SUPPLIED MATERIAL.

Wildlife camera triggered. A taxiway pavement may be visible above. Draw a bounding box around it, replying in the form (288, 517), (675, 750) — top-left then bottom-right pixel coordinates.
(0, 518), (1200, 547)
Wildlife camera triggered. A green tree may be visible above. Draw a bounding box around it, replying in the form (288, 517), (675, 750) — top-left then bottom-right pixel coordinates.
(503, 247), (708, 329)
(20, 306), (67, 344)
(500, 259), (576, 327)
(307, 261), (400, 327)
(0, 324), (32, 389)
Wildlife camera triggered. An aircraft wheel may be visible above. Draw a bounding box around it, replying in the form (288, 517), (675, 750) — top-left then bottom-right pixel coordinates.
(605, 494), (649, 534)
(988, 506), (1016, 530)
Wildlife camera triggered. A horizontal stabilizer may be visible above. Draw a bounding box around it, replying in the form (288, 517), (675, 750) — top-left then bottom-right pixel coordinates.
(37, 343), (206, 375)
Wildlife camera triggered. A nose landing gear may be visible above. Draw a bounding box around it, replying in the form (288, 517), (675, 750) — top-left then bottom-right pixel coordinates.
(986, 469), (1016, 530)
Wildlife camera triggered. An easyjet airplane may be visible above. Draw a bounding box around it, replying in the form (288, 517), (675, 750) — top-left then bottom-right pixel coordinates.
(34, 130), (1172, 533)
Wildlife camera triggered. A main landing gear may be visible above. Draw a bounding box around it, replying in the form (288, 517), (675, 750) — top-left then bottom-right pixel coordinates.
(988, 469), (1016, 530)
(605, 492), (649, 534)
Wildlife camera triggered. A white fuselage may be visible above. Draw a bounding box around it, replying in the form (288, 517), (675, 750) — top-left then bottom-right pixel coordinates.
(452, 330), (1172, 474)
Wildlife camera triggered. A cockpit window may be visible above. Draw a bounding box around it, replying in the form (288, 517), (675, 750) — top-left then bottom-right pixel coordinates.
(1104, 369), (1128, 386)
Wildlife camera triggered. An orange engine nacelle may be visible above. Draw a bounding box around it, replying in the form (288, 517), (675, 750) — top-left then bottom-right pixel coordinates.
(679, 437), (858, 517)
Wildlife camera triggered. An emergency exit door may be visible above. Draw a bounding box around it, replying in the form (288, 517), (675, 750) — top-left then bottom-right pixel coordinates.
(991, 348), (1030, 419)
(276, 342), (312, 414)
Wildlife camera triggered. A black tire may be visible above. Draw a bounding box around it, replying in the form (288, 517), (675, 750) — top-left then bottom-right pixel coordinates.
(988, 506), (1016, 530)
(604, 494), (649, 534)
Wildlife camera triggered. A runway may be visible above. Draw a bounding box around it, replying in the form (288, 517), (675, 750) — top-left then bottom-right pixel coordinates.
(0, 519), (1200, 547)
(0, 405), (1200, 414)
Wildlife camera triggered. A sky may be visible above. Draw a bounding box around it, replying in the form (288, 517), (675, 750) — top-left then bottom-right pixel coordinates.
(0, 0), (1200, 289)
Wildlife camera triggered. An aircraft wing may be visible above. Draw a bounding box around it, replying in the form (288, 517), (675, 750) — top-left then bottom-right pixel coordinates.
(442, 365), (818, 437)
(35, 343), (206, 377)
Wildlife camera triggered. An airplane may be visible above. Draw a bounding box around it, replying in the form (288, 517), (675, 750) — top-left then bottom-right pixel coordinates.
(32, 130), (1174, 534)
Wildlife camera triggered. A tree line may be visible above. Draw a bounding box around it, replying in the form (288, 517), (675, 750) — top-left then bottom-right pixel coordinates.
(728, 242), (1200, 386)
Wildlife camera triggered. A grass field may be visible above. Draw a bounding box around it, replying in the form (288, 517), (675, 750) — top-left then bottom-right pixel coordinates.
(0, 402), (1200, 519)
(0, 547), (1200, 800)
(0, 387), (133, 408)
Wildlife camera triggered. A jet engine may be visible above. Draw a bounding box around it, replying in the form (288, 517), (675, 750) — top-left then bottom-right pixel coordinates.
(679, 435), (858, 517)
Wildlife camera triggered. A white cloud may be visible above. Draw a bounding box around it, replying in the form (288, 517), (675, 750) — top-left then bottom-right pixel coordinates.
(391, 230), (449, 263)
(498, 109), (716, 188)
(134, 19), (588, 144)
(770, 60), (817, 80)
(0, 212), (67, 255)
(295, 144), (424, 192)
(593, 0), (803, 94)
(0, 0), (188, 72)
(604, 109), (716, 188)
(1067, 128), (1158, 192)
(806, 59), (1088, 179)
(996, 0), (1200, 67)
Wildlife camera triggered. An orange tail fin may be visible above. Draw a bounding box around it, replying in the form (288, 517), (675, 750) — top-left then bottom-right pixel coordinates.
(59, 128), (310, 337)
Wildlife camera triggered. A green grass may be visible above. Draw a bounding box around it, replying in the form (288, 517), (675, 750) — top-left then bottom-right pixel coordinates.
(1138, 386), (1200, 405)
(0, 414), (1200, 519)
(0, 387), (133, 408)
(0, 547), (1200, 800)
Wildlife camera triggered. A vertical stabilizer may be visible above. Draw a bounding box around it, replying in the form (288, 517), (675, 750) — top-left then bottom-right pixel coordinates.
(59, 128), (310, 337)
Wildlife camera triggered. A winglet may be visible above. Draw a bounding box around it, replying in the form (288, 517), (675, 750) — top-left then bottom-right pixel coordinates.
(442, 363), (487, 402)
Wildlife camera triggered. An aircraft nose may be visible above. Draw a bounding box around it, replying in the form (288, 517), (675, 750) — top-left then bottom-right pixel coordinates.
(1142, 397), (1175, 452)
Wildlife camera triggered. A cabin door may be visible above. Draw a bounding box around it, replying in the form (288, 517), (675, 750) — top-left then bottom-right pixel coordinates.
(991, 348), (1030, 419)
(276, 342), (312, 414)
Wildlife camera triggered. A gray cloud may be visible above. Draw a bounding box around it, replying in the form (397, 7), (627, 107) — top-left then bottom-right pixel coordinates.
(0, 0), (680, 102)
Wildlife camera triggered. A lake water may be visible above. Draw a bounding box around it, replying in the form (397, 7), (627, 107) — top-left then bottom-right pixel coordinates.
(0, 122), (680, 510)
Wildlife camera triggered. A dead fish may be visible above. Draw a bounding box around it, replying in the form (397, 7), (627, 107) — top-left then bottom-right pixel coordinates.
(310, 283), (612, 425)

PROBLEM DETAILS.
Format every line of the items above as a JSON list of strings, one string per line, leaving out blank lines.

SOLUTION FOR THIS EXERCISE.
[
  "Wildlife camera triggered. A taxiway pavement may be visible above. Draw a bounding box around it, replying in the form (288, 517), (675, 750) — top-left then bottom-right pixel coordinates.",
  "(0, 518), (1200, 547)",
  "Wildlife camera triggered. A green tree may be visible above. Draw a bounding box around it, replying in the form (288, 517), (675, 750) — top-left then bottom-right pixel coordinates.",
  "(503, 247), (708, 329)",
  "(20, 306), (67, 344)",
  "(500, 259), (576, 327)",
  "(307, 261), (400, 327)",
  "(0, 324), (32, 389)",
  "Wildlife camera triggered. An aircraft wheel may be visible above. Draw a bounding box around it, replying in the form (288, 517), (675, 750) — top-left then bottom-right pixel coordinates.",
  "(605, 494), (649, 534)",
  "(988, 506), (1016, 530)",
  "Wildlife camera triggered. A horizontal stabilizer may be visible above. Draw a bounding box around it, replying in the form (288, 517), (675, 750) — top-left then bottom-right pixel coordinates.",
  "(37, 343), (206, 375)",
  "Wildlife camera triggered. A nose landing gear may be visible above. Draw a bounding box around it, replying in the form (288, 517), (675, 750) — top-left then bottom-right pixel coordinates.",
  "(986, 469), (1016, 530)",
  "Wildlife camera triggered. An easyjet airplane may be visible above. Draw a bounding box around it, replying in the form (288, 517), (675, 750) — top-left then bottom-right pixel coordinates.",
  "(34, 130), (1172, 533)",
  "Wildlife camera triggered. A main landing gear may be visible above. Draw a bounding box around it, replying in the form (288, 517), (675, 750) — top-left then bottom-right pixel coordinates.",
  "(988, 469), (1016, 530)",
  "(605, 492), (649, 534)",
  "Wildlife camera triggered. A white fuselage may be visible above. Draw a bounding box around it, replying in the form (288, 517), (675, 750) — top-left then bottom-right pixel coordinates.",
  "(452, 330), (1172, 474)",
  "Wildlife camera triggered. A cockpit window may be visible above. Draw a bounding box around it, replying in the form (288, 517), (675, 750) — top-left then bottom-right pixel coordinates.",
  "(1104, 369), (1128, 386)",
  "Wildlife camera triggered. An orange engine nacelle may be visible above. Draw a bounding box around it, replying in the form (288, 517), (675, 750) — top-left then bottom-right pixel coordinates.",
  "(679, 437), (858, 517)",
  "Wildlife camera triggered. An emergency exit door may be visible above. Draw a bounding box around it, replying in the form (288, 517), (675, 750) — top-left then bottom-right pixel coordinates.",
  "(991, 348), (1030, 419)",
  "(276, 342), (312, 414)",
  "Wildlife camera triggered. A black tire may be visible above. Draw a bounding box around it, replying in the form (288, 517), (675, 750) — top-left then bottom-right pixel coordinates.",
  "(988, 506), (1016, 530)",
  "(604, 494), (649, 534)",
  "Wildlife camera triggered. A runway may be visible above. Draw a bounding box around it, replying in the form (288, 517), (675, 750) — top-left then bottom-right pixel coordinates.",
  "(0, 519), (1200, 547)",
  "(0, 405), (1200, 414)",
  "Wildlife camera triggered. A sky may be visible above. Draw a bounding box around it, replying in the form (288, 517), (675, 750) — top-left then bottom-right pixel coordinates.",
  "(0, 0), (1200, 289)",
  "Wildlife camera triggered. An aircraft wing may be visible above. Draw a bounding box around it, replying in the form (288, 517), (675, 750) — top-left then bottom-right pixel coordinates.",
  "(442, 365), (818, 437)",
  "(35, 343), (206, 377)",
  "Wildlife camera triggered. An airplane may be visible above. Draw a bounding box around it, replying in the form (288, 517), (675, 750) — top-left then bottom-right pixel coordinates.",
  "(32, 130), (1174, 534)",
  "Wildlife camera triggered. A tree line may be visible above. Draw a bounding box around it, replying in the form (288, 517), (675, 750) — top-left then bottom-right pixel coordinates.",
  "(728, 242), (1200, 386)",
  "Wildlife camera triggered. A grass field may be visible above. Draw a bounding box around it, replying in the form (288, 517), (675, 750) — top-left then bottom-right pixel coordinates.",
  "(0, 402), (1200, 519)",
  "(0, 547), (1200, 800)",
  "(0, 387), (133, 408)",
  "Wildlife camera triggered. A jet engine may be visible above. Draw a bounding box around it, replying in the form (288, 517), (675, 750) — top-left then bottom-right pixel coordinates.",
  "(679, 435), (858, 517)",
  "Wildlife camera triggered. A white cloud may be visible above. Draw a bounding box around it, replying in the form (288, 517), (675, 750) — top-left then bottom-right pixel coordinates.",
  "(391, 230), (449, 263)",
  "(498, 109), (716, 188)",
  "(134, 19), (588, 144)",
  "(770, 60), (817, 80)",
  "(0, 212), (67, 255)",
  "(295, 144), (424, 192)",
  "(593, 0), (803, 94)",
  "(0, 0), (188, 72)",
  "(604, 109), (716, 188)",
  "(1067, 128), (1158, 192)",
  "(806, 59), (1088, 179)",
  "(996, 0), (1200, 67)",
  "Wildlife camera triggered. An orange tail fin may be visible above. Draw a bounding box around it, replying in the form (288, 517), (675, 750) — top-left then bottom-right pixel coordinates.",
  "(59, 128), (310, 337)",
  "Wildlife camera triggered. A green grass may be visible above. Draw a bounding box around it, replying in the form (288, 517), (675, 750) — top-left then bottom-right pixel coordinates.",
  "(1138, 386), (1200, 405)",
  "(0, 414), (1200, 519)",
  "(0, 387), (133, 408)",
  "(0, 547), (1200, 800)",
  "Wildlife camera triggered. A vertical stabilizer may be visible above. Draw a bounding box around it, replying in the form (288, 517), (675, 750) — top-left then bottom-right pixel coordinates.",
  "(59, 128), (310, 337)",
  "Wildlife camera triggered. A winglet may be visible above. Draw a bounding box around it, replying in the form (288, 517), (675, 750) — top-left then bottom-right pixel coordinates.",
  "(442, 363), (487, 402)",
  "Wildlife camera triggered. An aircraft nose may be visible above. Draw a bounding box around it, replying in the form (288, 517), (675, 750) — top-left then bottom-right pixel coordinates.",
  "(1142, 397), (1175, 452)",
  "Wildlife camera triggered. A cabin door may be visible above. Draw a bounding box around it, replying in the form (288, 517), (675, 750) — top-left then bottom-right pixel coordinates.",
  "(991, 348), (1030, 419)",
  "(276, 342), (312, 414)",
  "Wildlife camera triggered. A gray cloud may be visible above. Draw a bounding box around it, replying in the form (397, 7), (627, 107) — top-left then bottom-right pixel coordinates.",
  "(0, 0), (680, 102)",
  "Wildlife camera triggered. A lake water may be visible above. Draw a bounding box around it, replying in the form (397, 7), (627, 107) — top-left then bottom-right pixel coordinates.",
  "(0, 122), (680, 510)",
  "Wildlife camera triggered. A dead fish may be visible above. Draw a bounding box around it, replying in the form (397, 7), (627, 107) — top-left then bottom-right pixel coordinates.",
  "(310, 283), (612, 425)"
]